Begin at the line containing "negative clicks: (102, 165) (77, 190)" in the data below and go on through the line containing "positive clicks: (364, 238)", repeating each line exactly; include both ends and no other line.

##### Data for this task #####

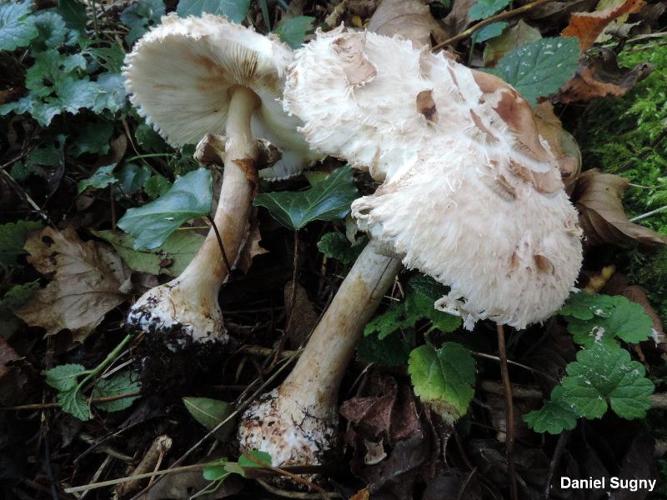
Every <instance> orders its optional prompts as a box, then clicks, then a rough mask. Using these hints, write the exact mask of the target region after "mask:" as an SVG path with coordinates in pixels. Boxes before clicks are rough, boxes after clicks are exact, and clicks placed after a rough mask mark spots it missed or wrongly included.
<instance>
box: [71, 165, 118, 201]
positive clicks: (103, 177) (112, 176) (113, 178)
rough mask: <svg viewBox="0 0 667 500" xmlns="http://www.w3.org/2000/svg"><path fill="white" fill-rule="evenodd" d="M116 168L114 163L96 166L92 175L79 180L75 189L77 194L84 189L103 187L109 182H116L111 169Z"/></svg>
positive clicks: (111, 169)
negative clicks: (102, 165) (77, 190)
mask: <svg viewBox="0 0 667 500" xmlns="http://www.w3.org/2000/svg"><path fill="white" fill-rule="evenodd" d="M114 168H116V164H115V163H114V164H113V165H107V166H105V167H100V168H98V169H97V170H96V171H95V173H94V174H93V175H91V176H90V177H88V178H87V179H83V180H81V181H79V183H78V184H77V189H78V192H79V194H81V193H83V192H84V191H85V190H86V189H89V188H92V189H104V188H106V187H108V186H110V185H111V184H115V183H116V182H118V179H116V178H115V177H114V176H113V169H114Z"/></svg>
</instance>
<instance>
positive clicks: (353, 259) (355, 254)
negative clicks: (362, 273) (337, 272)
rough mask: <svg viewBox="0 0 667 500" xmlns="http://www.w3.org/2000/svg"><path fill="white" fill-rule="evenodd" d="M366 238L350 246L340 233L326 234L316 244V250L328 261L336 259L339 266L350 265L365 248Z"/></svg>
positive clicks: (364, 238)
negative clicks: (325, 255) (321, 253)
mask: <svg viewBox="0 0 667 500" xmlns="http://www.w3.org/2000/svg"><path fill="white" fill-rule="evenodd" d="M367 241H368V239H367V238H365V237H364V238H362V239H361V241H359V243H357V244H355V245H352V244H351V243H350V241H349V240H348V239H347V237H346V236H345V235H344V234H342V233H336V232H331V233H326V234H325V235H324V236H322V238H320V241H318V242H317V249H318V250H319V251H320V252H322V253H323V254H324V255H326V256H327V257H328V258H330V259H336V260H337V261H339V262H340V263H341V264H346V265H349V264H352V263H353V262H354V261H355V260H357V257H359V254H360V253H361V251H362V250H363V249H364V246H366V242H367Z"/></svg>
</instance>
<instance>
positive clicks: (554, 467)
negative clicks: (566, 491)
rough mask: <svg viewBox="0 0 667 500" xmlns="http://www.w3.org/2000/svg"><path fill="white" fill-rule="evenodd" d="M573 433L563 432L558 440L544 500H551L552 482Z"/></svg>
mask: <svg viewBox="0 0 667 500" xmlns="http://www.w3.org/2000/svg"><path fill="white" fill-rule="evenodd" d="M571 432H572V431H565V432H563V433H562V434H561V435H560V437H559V438H558V443H556V449H555V450H554V456H553V457H551V463H550V464H549V474H547V480H546V483H545V485H544V500H549V496H550V495H551V480H552V479H553V477H554V473H555V472H556V467H558V462H560V457H561V456H562V455H563V451H565V445H566V444H567V440H568V439H569V438H570V434H571Z"/></svg>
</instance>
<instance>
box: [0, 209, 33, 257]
mask: <svg viewBox="0 0 667 500" xmlns="http://www.w3.org/2000/svg"><path fill="white" fill-rule="evenodd" d="M41 227H42V223H41V222H35V221H31V220H20V221H17V222H8V223H7V224H0V266H12V265H14V264H16V258H17V257H18V256H19V255H23V254H24V253H25V252H24V250H23V245H24V244H25V239H26V238H27V236H28V233H29V232H31V231H35V230H36V229H40V228H41Z"/></svg>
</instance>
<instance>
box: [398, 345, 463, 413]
mask: <svg viewBox="0 0 667 500" xmlns="http://www.w3.org/2000/svg"><path fill="white" fill-rule="evenodd" d="M408 372H409V373H410V379H411V380H412V385H413V387H414V390H415V394H416V395H417V396H419V399H420V400H421V401H422V402H423V403H425V404H427V405H429V406H430V407H431V408H433V410H434V411H435V412H436V413H438V414H439V415H440V416H441V417H442V418H444V419H445V420H447V421H449V422H454V421H456V420H458V419H459V418H460V417H461V416H463V415H465V413H466V412H467V411H468V405H469V404H470V401H472V398H473V396H474V394H475V390H474V385H475V360H474V359H473V357H472V355H471V354H470V351H469V350H468V349H466V348H465V347H463V346H462V345H461V344H457V343H456V342H447V343H445V344H444V345H443V346H442V347H441V348H440V349H435V348H433V347H432V346H430V345H423V346H420V347H417V348H416V349H413V350H412V352H411V353H410V359H409V361H408Z"/></svg>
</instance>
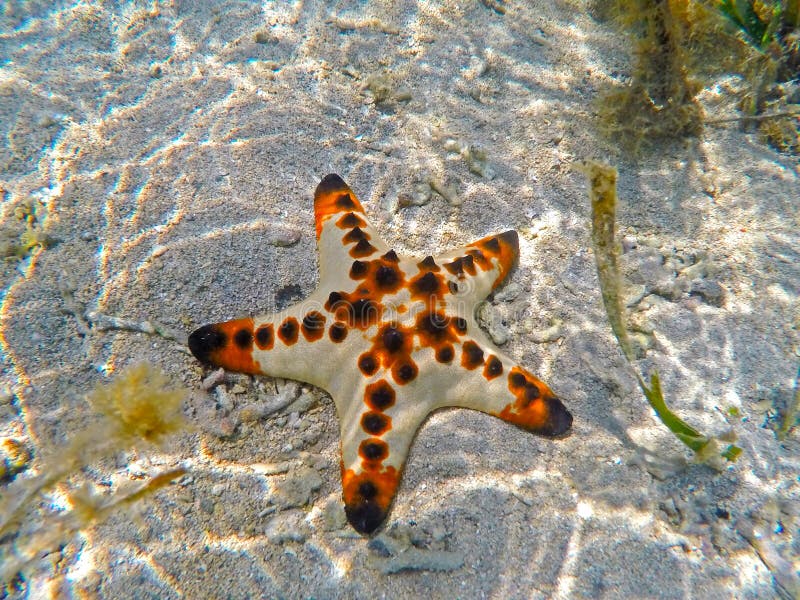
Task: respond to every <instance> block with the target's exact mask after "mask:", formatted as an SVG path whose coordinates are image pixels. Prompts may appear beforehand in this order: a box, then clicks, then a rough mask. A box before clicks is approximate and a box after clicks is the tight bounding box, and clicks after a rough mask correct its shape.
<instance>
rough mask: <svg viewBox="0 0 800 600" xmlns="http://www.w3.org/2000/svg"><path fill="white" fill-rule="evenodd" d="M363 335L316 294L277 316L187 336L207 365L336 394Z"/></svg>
mask: <svg viewBox="0 0 800 600" xmlns="http://www.w3.org/2000/svg"><path fill="white" fill-rule="evenodd" d="M361 334H362V332H361V331H358V330H351V329H350V328H349V327H348V326H347V323H346V322H342V321H340V320H338V319H337V318H336V315H335V314H334V313H332V312H331V311H330V310H328V308H326V301H324V300H323V299H322V298H321V297H320V296H319V295H318V294H316V293H315V294H314V295H312V296H311V297H309V298H307V299H306V300H304V301H302V302H300V303H298V304H295V305H294V306H291V307H289V308H287V309H286V310H284V311H281V312H278V313H272V314H265V315H260V316H255V317H246V318H241V319H233V320H231V321H224V322H221V323H211V324H208V325H204V326H202V327H200V328H199V329H197V330H195V331H194V332H193V333H192V334H191V335H190V336H189V349H190V350H191V352H192V354H194V356H195V357H196V358H197V359H198V360H200V362H202V363H205V364H207V365H211V366H214V367H223V368H224V369H227V370H229V371H238V372H240V373H249V374H252V375H256V374H261V375H269V376H272V377H282V378H286V379H296V380H299V381H305V382H307V383H311V384H314V385H316V386H318V387H321V388H323V389H326V390H328V391H329V392H331V393H334V392H336V391H337V390H338V386H339V385H340V379H341V368H340V366H339V365H340V364H341V362H343V361H346V360H347V357H348V356H350V355H352V353H355V352H357V348H358V347H359V343H362V344H363V340H362V341H360V342H359V336H360V335H361Z"/></svg>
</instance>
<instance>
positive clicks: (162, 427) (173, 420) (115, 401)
mask: <svg viewBox="0 0 800 600" xmlns="http://www.w3.org/2000/svg"><path fill="white" fill-rule="evenodd" d="M168 384H169V382H168V380H167V378H166V376H165V375H164V374H163V373H161V372H160V371H157V370H155V369H153V368H152V367H151V366H150V365H149V364H147V363H141V364H138V365H134V366H132V367H129V368H128V369H127V370H125V371H124V372H123V373H121V374H120V375H119V376H118V377H117V378H115V379H113V380H112V381H111V382H110V383H107V384H105V385H98V386H97V387H96V388H95V389H94V391H92V392H91V393H90V394H89V396H88V397H87V400H88V401H89V403H90V404H91V405H92V408H94V409H95V410H96V411H97V412H99V413H101V414H102V415H105V417H106V423H107V426H108V428H109V429H110V431H109V432H108V434H109V436H110V437H111V438H116V439H118V440H120V441H122V440H136V439H142V440H145V441H147V442H150V443H152V444H157V445H158V444H161V443H163V442H164V440H165V439H166V438H167V437H169V436H170V435H172V434H173V433H176V432H178V431H180V430H181V429H183V428H184V427H185V423H184V419H183V414H182V412H181V403H182V402H183V400H184V398H185V397H186V390H184V389H181V388H174V389H173V388H170V387H169V385H168Z"/></svg>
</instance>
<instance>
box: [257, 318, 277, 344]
mask: <svg viewBox="0 0 800 600" xmlns="http://www.w3.org/2000/svg"><path fill="white" fill-rule="evenodd" d="M274 343H275V335H274V333H273V331H272V323H269V324H267V325H262V326H261V327H259V328H258V329H256V346H258V347H259V349H260V350H269V349H270V348H272V346H273V344H274Z"/></svg>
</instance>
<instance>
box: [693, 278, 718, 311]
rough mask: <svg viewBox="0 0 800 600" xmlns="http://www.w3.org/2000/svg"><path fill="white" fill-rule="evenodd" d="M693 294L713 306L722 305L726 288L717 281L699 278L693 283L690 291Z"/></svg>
mask: <svg viewBox="0 0 800 600" xmlns="http://www.w3.org/2000/svg"><path fill="white" fill-rule="evenodd" d="M689 294H690V295H692V296H700V297H701V298H702V299H703V300H704V301H705V302H706V303H708V304H710V305H711V306H717V307H721V306H722V305H723V304H724V302H725V288H723V287H722V286H721V285H720V284H719V283H717V282H716V281H711V280H709V279H698V280H696V281H694V282H693V283H692V287H691V289H690V291H689Z"/></svg>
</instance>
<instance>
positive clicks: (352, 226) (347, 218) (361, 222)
mask: <svg viewBox="0 0 800 600" xmlns="http://www.w3.org/2000/svg"><path fill="white" fill-rule="evenodd" d="M336 225H337V227H339V228H340V229H352V228H353V227H366V225H367V224H366V222H364V219H362V218H361V217H359V216H358V215H356V214H355V213H347V214H346V215H344V216H343V217H342V218H341V219H339V220H338V221H336Z"/></svg>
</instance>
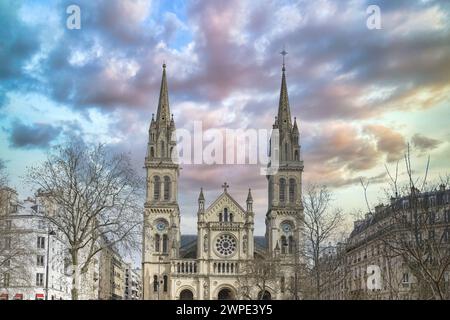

#####

● **Written solution**:
negative clicks: (102, 165) (77, 190)
mask: <svg viewBox="0 0 667 500" xmlns="http://www.w3.org/2000/svg"><path fill="white" fill-rule="evenodd" d="M114 168H116V164H115V163H114V164H113V165H107V166H105V167H100V168H98V169H97V170H96V171H95V173H94V174H93V175H91V176H90V177H88V178H87V179H83V180H81V181H79V183H78V184H77V189H78V192H79V194H81V193H83V192H84V191H85V190H86V189H89V188H92V189H104V188H106V187H108V186H110V185H111V184H115V183H116V182H118V179H116V178H115V177H114V176H113V169H114Z"/></svg>
</instance>
<instance>
positive clicks: (353, 259) (355, 254)
negative clicks: (362, 273) (337, 272)
rough mask: <svg viewBox="0 0 667 500" xmlns="http://www.w3.org/2000/svg"><path fill="white" fill-rule="evenodd" d="M366 238L350 246L340 233L326 234L316 244V250L328 261L336 259L339 266L350 265L365 248Z"/></svg>
positive clicks: (364, 238)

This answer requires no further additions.